Sind Job-Mails nach Feierabend eine Belastung?

Die Technologie von heute macht es möglich, dass Beschäftigte immer und überall erreichbar sein können. Ob am Strand, auf Geburtstagsfeiern oder einfach abends vor dem Schlafengehen – überall piepst das Handy oder Tablet, um die Fragen des Chefs zu beantworten oder Projekte zu bearbeiten.

Die Mobilität hat zwar auch viele Vorteile, wie das Zuhause Bleiben, wenn das Kind mal krank ist, aber viele Arbeitnehmer empfinden diese ständige Erreichbarkeit als "eher" oder "sehr belastend". Das ergab eine Umfrage des Meinungsforschungsinstituts Yougov. Fast jeder zweite Erwerbstätige in Deutschland checkt nach Feierabend seine beruflichen E-Mails. Etwa jeder Dritte hat in seinem letzten Urlaub mindestens einmal in die Dienstmails geschaut. Gleichzeitig stört es etwa 40 Prozent aller Deutschen, wenn ihre Begleitung im Urlaub berufliche E-Mails liest.

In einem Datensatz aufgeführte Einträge
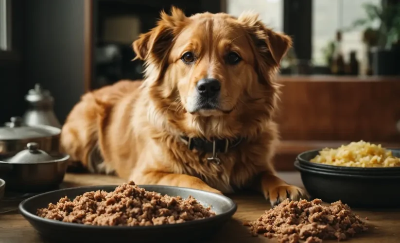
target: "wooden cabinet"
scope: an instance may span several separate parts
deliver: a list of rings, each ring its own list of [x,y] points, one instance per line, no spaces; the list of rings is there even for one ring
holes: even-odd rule
[[[400,148],[400,77],[284,76],[278,114],[279,170],[307,150],[361,139]]]

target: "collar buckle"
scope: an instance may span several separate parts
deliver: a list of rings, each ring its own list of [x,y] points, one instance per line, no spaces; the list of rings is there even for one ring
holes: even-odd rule
[[[225,139],[225,147],[223,153],[226,153],[229,147],[229,140],[227,139]],[[214,140],[212,141],[212,156],[211,157],[207,158],[207,160],[211,162],[216,165],[219,165],[221,164],[221,159],[218,157],[218,153],[217,152],[217,142]]]

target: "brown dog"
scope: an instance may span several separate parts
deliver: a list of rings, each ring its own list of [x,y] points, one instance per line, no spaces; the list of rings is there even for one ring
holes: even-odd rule
[[[143,81],[84,95],[63,127],[63,148],[93,172],[139,184],[252,188],[273,205],[305,197],[272,163],[274,77],[291,45],[256,15],[162,12],[133,43],[145,62]]]

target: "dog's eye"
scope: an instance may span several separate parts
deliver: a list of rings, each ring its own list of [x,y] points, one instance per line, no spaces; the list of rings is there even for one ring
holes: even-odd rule
[[[181,59],[184,62],[186,63],[190,63],[194,61],[194,57],[193,56],[193,53],[190,52],[185,52]]]
[[[236,52],[229,52],[226,57],[226,61],[228,64],[231,65],[234,65],[239,63],[241,61],[242,58]]]

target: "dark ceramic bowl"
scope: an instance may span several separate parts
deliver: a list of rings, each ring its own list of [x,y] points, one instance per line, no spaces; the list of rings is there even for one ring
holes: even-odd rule
[[[400,157],[400,150],[390,149],[394,156]],[[310,162],[310,160],[319,154],[320,150],[310,150],[302,153],[297,157],[299,165],[305,168],[321,172],[340,174],[351,174],[364,175],[398,175],[400,176],[400,167],[385,168],[362,168],[338,166]]]
[[[21,214],[33,227],[50,242],[140,243],[195,242],[209,238],[229,220],[237,209],[236,204],[222,195],[189,188],[163,186],[143,185],[141,188],[161,194],[180,196],[191,195],[204,206],[209,206],[216,215],[204,219],[180,224],[143,226],[97,226],[66,223],[45,219],[36,215],[37,208],[56,203],[65,196],[74,198],[87,191],[114,191],[117,186],[100,186],[70,188],[46,192],[28,198],[19,207]]]
[[[400,175],[320,171],[303,167],[298,161],[295,162],[295,167],[300,172],[304,187],[313,198],[327,203],[340,200],[356,208],[400,206]]]

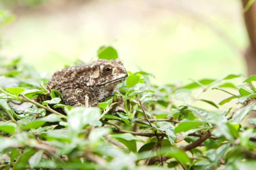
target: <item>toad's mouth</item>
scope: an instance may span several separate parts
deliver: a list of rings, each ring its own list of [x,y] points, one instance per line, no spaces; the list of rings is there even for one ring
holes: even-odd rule
[[[106,86],[106,85],[111,85],[111,84],[117,83],[117,82],[121,82],[122,81],[124,81],[127,77],[128,77],[128,75],[126,75],[125,77],[121,77],[121,78],[113,80],[113,81],[107,81],[107,82],[102,83],[98,83],[96,85],[96,87]]]

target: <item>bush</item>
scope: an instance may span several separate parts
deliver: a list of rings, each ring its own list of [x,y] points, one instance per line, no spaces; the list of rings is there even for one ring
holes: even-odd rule
[[[101,48],[100,58],[114,52],[104,50],[115,49]],[[65,105],[59,92],[44,87],[48,79],[20,59],[2,64],[1,71],[1,169],[254,169],[256,165],[256,119],[248,119],[249,126],[241,124],[256,108],[256,75],[241,86],[232,83],[241,77],[236,75],[158,86],[150,83],[151,74],[129,72],[113,96],[98,108],[85,108]],[[230,97],[218,104],[201,98],[212,90]],[[47,93],[51,99],[33,100]],[[237,105],[223,110],[222,105],[232,99]],[[195,101],[209,107],[196,107]],[[120,103],[124,107],[118,112]]]

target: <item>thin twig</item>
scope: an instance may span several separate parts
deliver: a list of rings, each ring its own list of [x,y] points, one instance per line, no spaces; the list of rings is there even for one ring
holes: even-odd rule
[[[156,130],[154,129],[153,125],[151,124],[150,121],[148,120],[148,116],[147,116],[147,114],[146,114],[145,110],[144,110],[144,109],[143,109],[143,105],[142,105],[142,103],[141,103],[141,101],[140,100],[139,100],[139,102],[140,107],[141,108],[142,112],[143,112],[143,113],[144,114],[144,116],[145,116],[146,120],[150,124],[150,126],[152,128],[152,130],[153,130],[154,132],[155,133],[156,136],[156,138],[157,138],[157,139],[158,139],[158,143],[160,145],[161,145],[161,141],[162,141],[162,140],[160,140],[160,138],[159,138],[159,136],[158,136],[158,133],[157,133]],[[164,138],[164,136],[162,136],[162,138]],[[160,157],[161,157],[161,165],[164,165],[164,163],[163,163],[163,161],[162,161],[162,156],[161,155]]]

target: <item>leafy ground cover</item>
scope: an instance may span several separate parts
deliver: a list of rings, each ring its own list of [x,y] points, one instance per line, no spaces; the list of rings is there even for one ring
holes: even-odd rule
[[[118,57],[112,47],[98,50],[100,58],[111,59],[109,54]],[[256,75],[239,85],[232,81],[241,75],[229,75],[178,86],[154,85],[151,74],[129,72],[115,95],[98,107],[71,107],[59,92],[44,87],[49,77],[19,58],[2,61],[1,169],[254,169],[256,165],[256,118],[241,124],[256,109]],[[201,97],[213,90],[230,97],[218,103]],[[33,99],[39,94],[51,99],[37,103]],[[224,110],[222,105],[233,99],[237,105]],[[207,103],[208,109],[195,107],[195,101]],[[116,111],[119,105],[123,111]]]

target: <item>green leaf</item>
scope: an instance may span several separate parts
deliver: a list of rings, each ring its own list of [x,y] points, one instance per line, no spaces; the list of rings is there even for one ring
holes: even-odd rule
[[[131,75],[126,79],[127,88],[131,88],[139,83],[140,77],[136,75]]]
[[[20,159],[14,164],[12,169],[25,169],[27,167],[28,160],[30,159],[30,157],[33,155],[36,152],[36,151],[32,150],[31,148],[25,150]]]
[[[166,155],[169,157],[174,158],[183,165],[187,165],[191,162],[190,158],[185,151],[177,148],[172,148]]]
[[[214,101],[207,100],[207,99],[198,99],[198,100],[207,103],[208,104],[212,105],[212,106],[214,106],[216,108],[219,108],[219,107]]]
[[[244,81],[245,83],[251,83],[252,81],[256,81],[256,75],[251,75]]]
[[[233,95],[233,96],[231,96],[231,97],[228,97],[228,98],[226,98],[226,99],[224,99],[222,100],[222,101],[219,103],[219,105],[224,105],[224,104],[225,104],[225,103],[226,103],[230,101],[231,100],[232,100],[232,99],[236,99],[236,98],[237,98],[237,97],[236,97],[236,96],[234,96],[234,95]]]
[[[11,138],[4,138],[0,136],[0,151],[3,151],[8,148],[15,147],[19,144],[16,139]]]
[[[225,93],[228,93],[230,95],[232,95],[233,96],[236,96],[236,97],[238,97],[238,96],[236,95],[234,95],[234,94],[233,94],[233,93],[230,93],[230,92],[229,92],[229,91],[226,91],[225,89],[219,89],[219,88],[217,88],[217,87],[214,87],[214,88],[212,88],[212,89],[220,90],[220,91],[224,91]]]
[[[136,141],[143,142],[141,140],[136,138],[129,133],[125,134],[110,134],[110,136],[116,138],[119,142],[125,144],[131,151],[137,153]]]
[[[102,110],[105,110],[106,108],[106,107],[110,104],[111,103],[111,102],[113,101],[113,98],[110,98],[104,102],[101,102],[101,103],[99,103],[98,104],[98,107],[100,108],[102,108]]]
[[[128,126],[131,126],[130,121],[129,121],[128,119],[123,118],[121,118],[121,120],[123,122],[124,122],[127,125],[128,125]]]
[[[38,119],[38,120],[42,120],[42,121],[45,121],[48,122],[61,122],[61,119],[59,115],[51,114],[48,115],[46,117],[39,118]]]
[[[189,130],[197,128],[198,126],[205,124],[204,122],[197,120],[182,120],[178,126],[175,128],[175,133],[180,133],[181,132],[186,132]]]
[[[0,122],[0,130],[5,133],[15,134],[17,125],[11,122]]]
[[[61,101],[61,99],[59,97],[55,97],[51,100],[46,100],[42,103],[42,105],[47,105],[49,104],[58,104]]]
[[[256,125],[256,118],[251,118],[248,120],[248,122],[251,124]]]
[[[256,167],[256,161],[237,161],[234,163],[235,165],[235,169],[246,169],[246,170],[255,170]]]
[[[238,77],[241,77],[242,75],[229,75],[225,77],[223,79],[224,80],[230,80]]]
[[[34,168],[35,167],[36,167],[37,165],[38,165],[40,161],[42,159],[43,153],[43,151],[38,151],[30,158],[30,159],[28,160],[28,163],[30,165],[30,167]]]
[[[42,108],[29,108],[25,110],[24,114],[38,114],[41,116],[44,116],[46,114],[46,111]]]
[[[36,120],[34,121],[30,122],[28,123],[27,124],[26,124],[24,126],[22,127],[22,129],[23,130],[25,130],[25,129],[36,129],[36,128],[38,128],[42,126],[45,123],[46,123],[46,121]]]
[[[102,118],[102,119],[110,119],[110,120],[121,120],[119,117],[117,117],[115,115],[112,114],[105,114]]]
[[[98,50],[98,57],[100,59],[116,59],[118,58],[117,50],[112,46],[102,46]]]
[[[123,138],[126,140],[136,140],[138,142],[143,142],[141,140],[139,139],[138,138],[134,136],[131,134],[129,133],[123,133],[123,134],[110,134],[111,138]]]
[[[24,91],[25,89],[22,87],[6,87],[5,90],[11,94],[18,95]]]
[[[53,105],[54,109],[64,108],[66,105],[65,104],[55,104]]]
[[[195,88],[200,87],[202,85],[210,85],[214,81],[215,81],[215,79],[201,79],[201,80],[198,81],[199,83],[194,82],[194,83],[190,83],[189,85],[187,85],[185,86],[183,86],[183,87],[182,87],[182,88],[183,89],[195,89]]]
[[[52,99],[56,98],[56,97],[61,97],[61,93],[57,90],[55,89],[51,89],[51,97]]]
[[[192,105],[189,106],[189,110],[191,111],[195,116],[201,118],[203,121],[206,120],[211,114],[211,112],[206,110],[201,109]]]
[[[247,12],[248,10],[251,8],[251,7],[253,5],[255,0],[249,0],[245,7],[243,9],[243,11],[245,13]],[[253,10],[253,9],[252,9]]]
[[[191,97],[191,96],[192,92],[188,89],[180,89],[174,92],[174,97],[177,100],[185,101]]]
[[[38,89],[26,89],[24,92],[22,92],[22,94],[30,99],[36,97],[36,96],[38,96],[38,94],[47,95],[47,93],[44,91]]]
[[[239,89],[239,93],[241,96],[249,95],[253,93],[253,91],[249,88],[245,88],[245,87]]]
[[[125,146],[127,147],[129,150],[130,150],[133,153],[137,153],[137,144],[136,141],[134,140],[127,140],[123,138],[117,138],[122,144],[125,144]]]
[[[249,141],[251,134],[253,133],[253,129],[247,129],[239,133],[240,144],[245,148],[249,148]]]
[[[256,81],[251,81],[251,85],[253,87],[253,90],[255,91],[256,90]]]
[[[67,114],[69,135],[72,139],[76,138],[86,125],[100,126],[102,124],[98,120],[100,110],[98,108],[79,107],[71,110],[65,108],[65,112]]]
[[[232,118],[233,121],[239,124],[247,114],[249,114],[253,110],[255,110],[255,106],[256,103],[253,103],[240,109],[234,114]]]
[[[148,151],[150,151],[155,145],[156,142],[149,142],[143,145],[139,149],[138,153],[142,153]]]
[[[222,85],[219,85],[218,87],[232,88],[232,89],[237,89],[236,86],[234,85],[233,83],[225,83]]]
[[[0,108],[9,114],[11,116],[13,116],[15,114],[14,111],[9,106],[7,102],[5,99],[0,99]],[[14,120],[13,117],[10,118]]]
[[[19,150],[18,148],[13,148],[11,153],[11,164],[13,165],[14,160],[19,156]]]
[[[104,135],[108,134],[110,131],[110,129],[107,128],[94,128],[89,134],[89,140],[92,143],[97,142]]]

* **Aufgabe 1**
Fassen Sie den Text über Job-Mails nach Feierabend in zwei Sätzen zusammen.
* **Aufgabe 2**
Geben Sie den Abschnitt des Textes über Job-Mails nach Feierabend zwischen "Die Technologie von" und "berufliche E-Mails liest." einschließlich wieder und tauschen Sie dabei "Handy" gegen "Smartphone" aus.
* **Aufgabe 3**
Beantworten Sie anhand des Textes über Job-Mails nach Feierabend diese Fragen:
(a) Welche Geräte piepsen laut Text überall?
(b) Welches Meinungsforschungsinstitut hat die Umfrage durchgeführt?
(c) Wie viel Prozent aller Deutschen stört es, wenn ihre Begleitung im Urlaub berufliche E-Mails liest?

* **Antwort 1**
Moderne Technik macht Beschäftigte immer und überall erreichbar, und viele Arbeitnehmer empfinden diese ständige Erreichbarkeit laut einer Umfrage von Yougov als eher oder sehr belastend. Fast jeder zweite Erwerbstätige in Deutschland checkt nach Feierabend seine beruflichen E-Mails, und etwa jeder Dritte hat im letzten Urlaub mindestens einmal in die Dienstmails geschaut.

* **Antwort 2**
Die Technologie von heute macht es möglich, dass Beschäftigte immer und überall erreichbar sein können. Ob am Strand, auf Geburtstagsfeiern oder einfach abends vor dem Schlafengehen – überall piepst das Smartphone oder Tablet, um die Fragen des Chefs zu beantworten oder Projekte zu bearbeiten.

Die Mobilität hat zwar auch viele Vorteile, wie das Zuhause Bleiben, wenn das Kind mal krank ist, aber viele Arbeitnehmer empfinden diese ständige Erreichbarkeit als "eher" oder "sehr belastend". Das ergab eine Umfrage des Meinungsforschungsinstituts Yougov. Fast jeder zweite Erwerbstätige in Deutschland checkt nach Feierabend seine beruflichen E-Mails. Etwa jeder Dritte hat in seinem letzten Urlaub mindestens einmal in die Dienstmails geschaut. Gleichzeitig stört es etwa 40 Prozent aller Deutschen, wenn ihre Begleitung im Urlaub berufliche E-Mails liest.

* **Antwort 3**
(a) Das Handy oder Tablet.
(b) Yougov.
(c) Etwa 40 Prozent.